Work required:
Give back each line of the data exactly as it reads, minus the pictures.

Referring expression data:

*** Block opens ***

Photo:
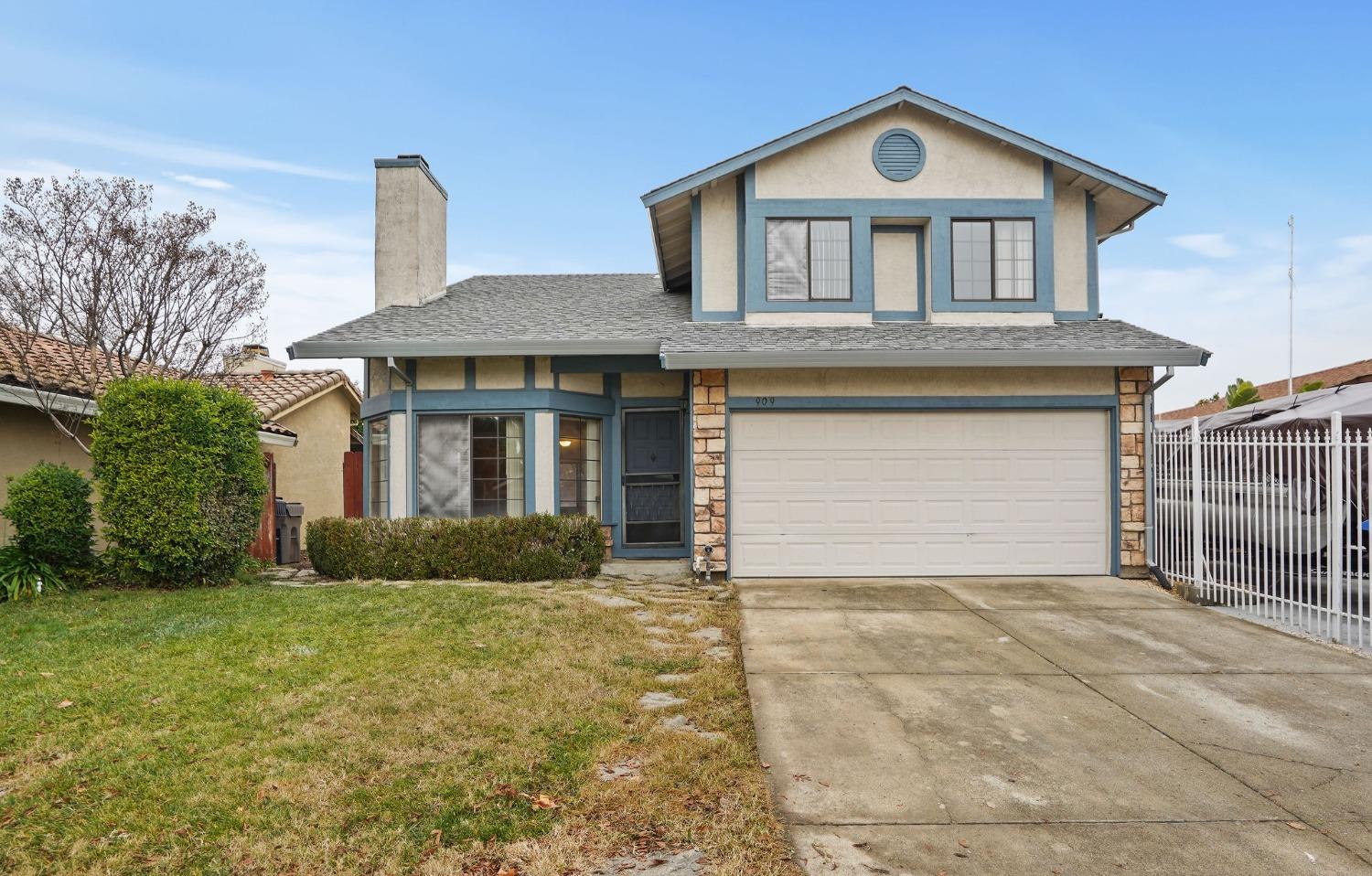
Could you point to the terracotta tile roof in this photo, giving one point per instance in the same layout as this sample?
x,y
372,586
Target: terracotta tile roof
x,y
1352,373
58,365
277,391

*** Block closes ***

Task response:
Photo:
Could you point to the terracotta tile roof in this photo, giving one point per instance in the same layout as this sample?
x,y
372,586
Target: terracotta tile roof
x,y
1352,373
58,365
277,391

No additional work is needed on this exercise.